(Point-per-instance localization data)
:::

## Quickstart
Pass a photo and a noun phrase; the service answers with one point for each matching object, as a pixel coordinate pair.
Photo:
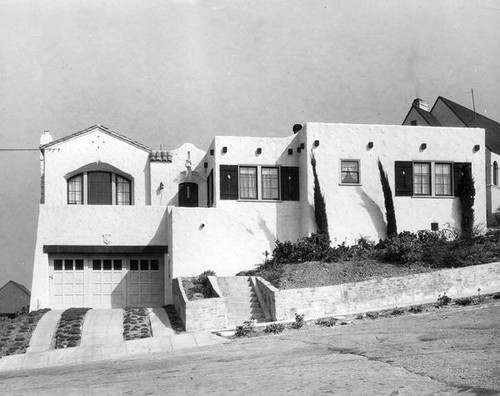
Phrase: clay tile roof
(102, 128)
(477, 121)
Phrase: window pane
(68, 265)
(106, 265)
(117, 265)
(57, 265)
(248, 182)
(350, 171)
(443, 179)
(122, 191)
(79, 265)
(421, 179)
(99, 188)
(270, 183)
(75, 190)
(96, 265)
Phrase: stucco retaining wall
(198, 315)
(378, 294)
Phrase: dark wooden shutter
(229, 182)
(290, 183)
(458, 171)
(403, 171)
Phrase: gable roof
(103, 129)
(476, 120)
(18, 285)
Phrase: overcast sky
(167, 72)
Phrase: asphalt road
(445, 352)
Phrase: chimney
(422, 104)
(46, 138)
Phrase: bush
(274, 328)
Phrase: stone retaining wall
(378, 294)
(198, 315)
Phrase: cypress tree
(390, 214)
(319, 203)
(467, 192)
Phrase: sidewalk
(95, 353)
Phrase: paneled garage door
(106, 281)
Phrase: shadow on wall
(376, 214)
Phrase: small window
(349, 171)
(96, 265)
(270, 183)
(106, 265)
(75, 190)
(123, 191)
(443, 179)
(144, 265)
(422, 178)
(248, 182)
(79, 265)
(57, 265)
(117, 265)
(68, 265)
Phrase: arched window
(495, 173)
(99, 188)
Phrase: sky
(169, 72)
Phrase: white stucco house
(446, 113)
(118, 220)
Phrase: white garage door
(106, 281)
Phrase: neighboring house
(446, 113)
(13, 298)
(118, 220)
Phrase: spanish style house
(446, 113)
(118, 220)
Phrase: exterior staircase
(242, 303)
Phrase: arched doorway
(188, 195)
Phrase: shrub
(299, 321)
(247, 329)
(390, 214)
(274, 328)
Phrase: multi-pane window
(349, 171)
(421, 178)
(270, 183)
(443, 179)
(122, 191)
(248, 182)
(75, 190)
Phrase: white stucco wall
(355, 211)
(95, 148)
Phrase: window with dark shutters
(403, 171)
(289, 183)
(229, 182)
(458, 171)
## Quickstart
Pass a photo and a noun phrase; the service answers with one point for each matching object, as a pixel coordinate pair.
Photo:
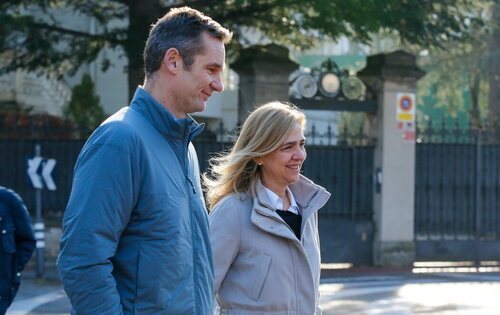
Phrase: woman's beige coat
(260, 265)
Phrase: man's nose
(217, 84)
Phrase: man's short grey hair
(180, 28)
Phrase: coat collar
(162, 119)
(309, 196)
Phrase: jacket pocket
(8, 241)
(260, 277)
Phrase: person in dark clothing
(17, 243)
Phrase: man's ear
(172, 60)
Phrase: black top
(293, 220)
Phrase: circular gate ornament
(353, 88)
(405, 103)
(329, 84)
(306, 85)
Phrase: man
(17, 243)
(135, 232)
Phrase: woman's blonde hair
(264, 131)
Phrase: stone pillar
(263, 76)
(392, 78)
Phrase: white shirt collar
(277, 203)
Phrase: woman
(263, 220)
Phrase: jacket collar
(309, 196)
(162, 119)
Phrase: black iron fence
(344, 168)
(457, 193)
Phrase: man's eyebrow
(215, 65)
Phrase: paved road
(406, 294)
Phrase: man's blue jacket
(135, 231)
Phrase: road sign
(40, 172)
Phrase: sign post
(40, 174)
(39, 225)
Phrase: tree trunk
(142, 13)
(475, 113)
(494, 81)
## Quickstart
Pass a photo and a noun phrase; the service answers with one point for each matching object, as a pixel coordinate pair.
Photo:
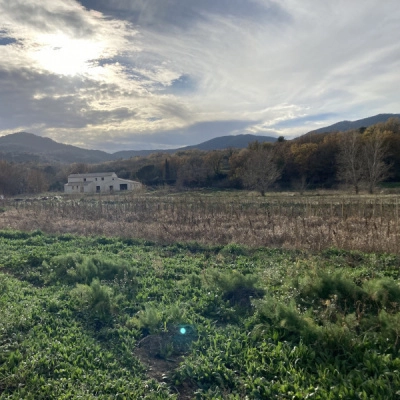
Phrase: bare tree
(351, 160)
(260, 170)
(375, 151)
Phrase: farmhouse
(101, 182)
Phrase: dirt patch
(162, 353)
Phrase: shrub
(236, 288)
(384, 292)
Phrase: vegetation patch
(91, 318)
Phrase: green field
(102, 318)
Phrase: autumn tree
(260, 170)
(376, 150)
(302, 154)
(351, 159)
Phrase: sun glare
(63, 55)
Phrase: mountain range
(343, 126)
(26, 147)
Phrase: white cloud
(126, 69)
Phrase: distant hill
(347, 125)
(219, 143)
(23, 147)
(27, 147)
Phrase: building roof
(94, 174)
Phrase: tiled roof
(95, 174)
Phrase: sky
(155, 74)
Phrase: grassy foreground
(85, 317)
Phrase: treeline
(360, 159)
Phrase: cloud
(122, 72)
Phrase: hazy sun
(63, 55)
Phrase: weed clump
(236, 288)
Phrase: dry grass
(312, 222)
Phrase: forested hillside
(360, 159)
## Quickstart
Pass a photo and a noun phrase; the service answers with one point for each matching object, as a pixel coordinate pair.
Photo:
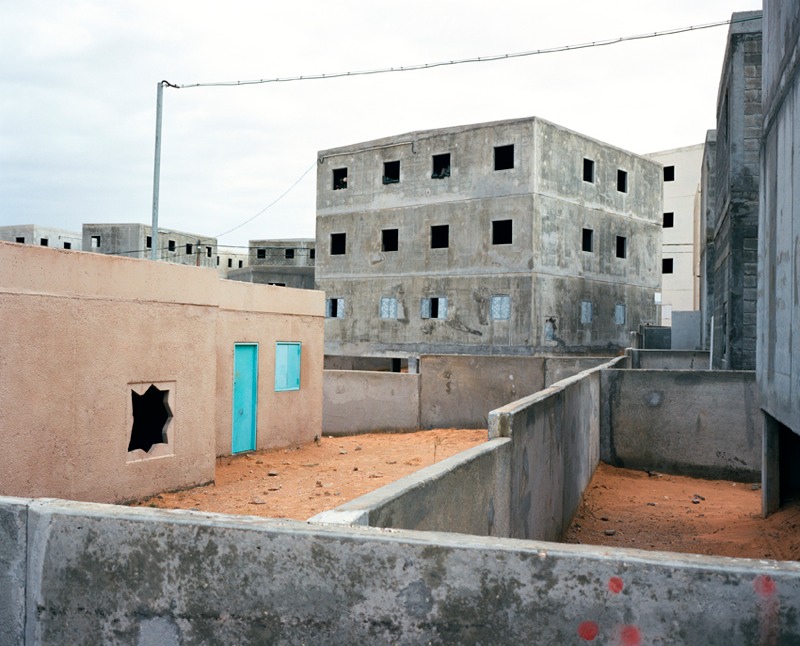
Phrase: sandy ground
(621, 508)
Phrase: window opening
(501, 231)
(338, 244)
(339, 179)
(440, 236)
(391, 172)
(389, 240)
(441, 166)
(151, 417)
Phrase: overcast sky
(78, 100)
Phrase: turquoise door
(245, 396)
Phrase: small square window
(588, 170)
(501, 231)
(587, 243)
(504, 157)
(500, 307)
(339, 179)
(338, 244)
(389, 240)
(391, 172)
(622, 181)
(441, 166)
(622, 247)
(440, 236)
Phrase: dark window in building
(501, 231)
(441, 166)
(338, 244)
(622, 247)
(440, 236)
(339, 179)
(622, 181)
(588, 240)
(588, 170)
(389, 240)
(391, 172)
(504, 157)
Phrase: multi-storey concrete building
(511, 237)
(42, 236)
(135, 241)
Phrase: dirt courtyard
(621, 508)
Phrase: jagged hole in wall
(151, 417)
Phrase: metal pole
(156, 173)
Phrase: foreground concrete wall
(701, 424)
(103, 574)
(365, 402)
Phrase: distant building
(512, 237)
(135, 241)
(36, 234)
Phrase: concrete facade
(528, 239)
(736, 196)
(43, 236)
(135, 241)
(117, 328)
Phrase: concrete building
(42, 236)
(778, 370)
(736, 196)
(514, 237)
(135, 241)
(680, 249)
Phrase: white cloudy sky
(77, 107)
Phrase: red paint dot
(588, 630)
(630, 636)
(764, 586)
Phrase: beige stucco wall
(80, 331)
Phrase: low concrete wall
(701, 424)
(364, 402)
(105, 574)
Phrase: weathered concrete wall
(365, 402)
(102, 574)
(687, 422)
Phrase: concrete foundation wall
(103, 574)
(365, 402)
(701, 424)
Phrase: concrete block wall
(105, 574)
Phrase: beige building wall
(80, 332)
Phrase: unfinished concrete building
(136, 241)
(513, 237)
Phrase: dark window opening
(504, 157)
(391, 172)
(622, 247)
(389, 240)
(151, 417)
(338, 244)
(622, 181)
(501, 231)
(440, 236)
(441, 166)
(339, 179)
(588, 240)
(588, 170)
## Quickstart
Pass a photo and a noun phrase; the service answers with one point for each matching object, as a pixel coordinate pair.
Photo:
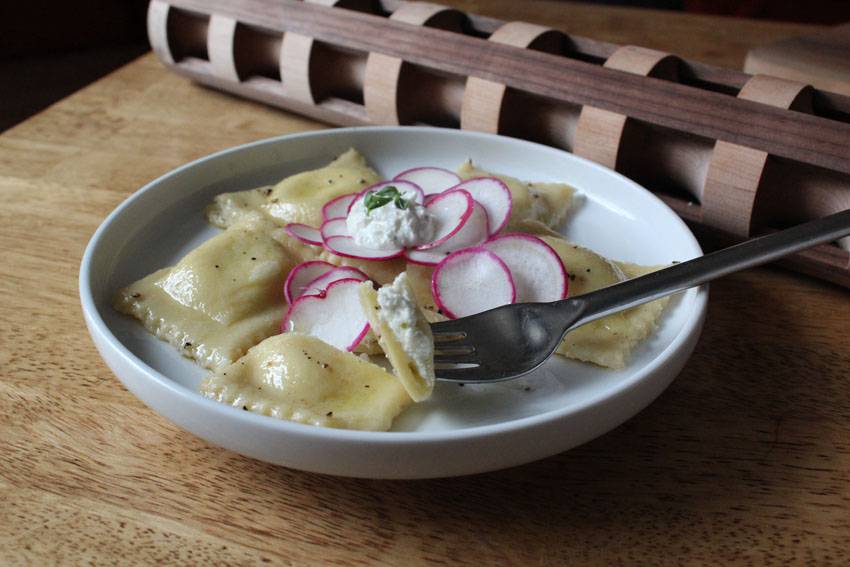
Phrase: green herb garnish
(389, 194)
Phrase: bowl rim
(698, 299)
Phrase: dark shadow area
(49, 49)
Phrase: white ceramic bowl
(458, 431)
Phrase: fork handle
(700, 270)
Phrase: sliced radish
(334, 227)
(432, 180)
(471, 281)
(338, 207)
(496, 198)
(322, 282)
(300, 277)
(334, 316)
(407, 189)
(346, 247)
(537, 270)
(456, 207)
(304, 233)
(424, 257)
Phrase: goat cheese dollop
(390, 226)
(400, 312)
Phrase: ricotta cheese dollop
(400, 312)
(389, 227)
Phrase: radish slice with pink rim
(319, 284)
(461, 222)
(304, 233)
(338, 207)
(407, 189)
(334, 227)
(432, 180)
(494, 196)
(346, 247)
(537, 270)
(300, 277)
(334, 316)
(470, 281)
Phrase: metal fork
(512, 340)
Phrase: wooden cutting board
(821, 59)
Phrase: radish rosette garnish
(430, 217)
(432, 180)
(334, 315)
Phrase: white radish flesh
(334, 316)
(424, 257)
(300, 277)
(304, 233)
(494, 196)
(471, 281)
(472, 229)
(432, 180)
(537, 270)
(346, 247)
(338, 207)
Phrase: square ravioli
(220, 299)
(297, 198)
(302, 379)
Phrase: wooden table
(746, 458)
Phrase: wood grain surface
(821, 59)
(744, 459)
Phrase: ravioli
(408, 344)
(219, 300)
(298, 198)
(302, 379)
(548, 203)
(608, 341)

:::

### What the task asks
All lines from the one containing "Phrase: radish rosette garnish" through the final line of the records above are to be set down exactly, and no other line is to appear.

### Expected answer
Phrase: radish rosette garnish
(430, 217)
(432, 180)
(334, 315)
Phrase: white radish flesh
(334, 316)
(424, 257)
(300, 277)
(304, 233)
(494, 196)
(471, 281)
(472, 229)
(432, 180)
(537, 270)
(346, 247)
(338, 207)
Phrase: square ravioli
(220, 299)
(297, 198)
(302, 379)
Phrase: wooden table
(746, 458)
Phrase: wood grain surface
(821, 59)
(744, 459)
Phrase: ravioli
(408, 344)
(219, 300)
(298, 198)
(302, 379)
(548, 203)
(608, 341)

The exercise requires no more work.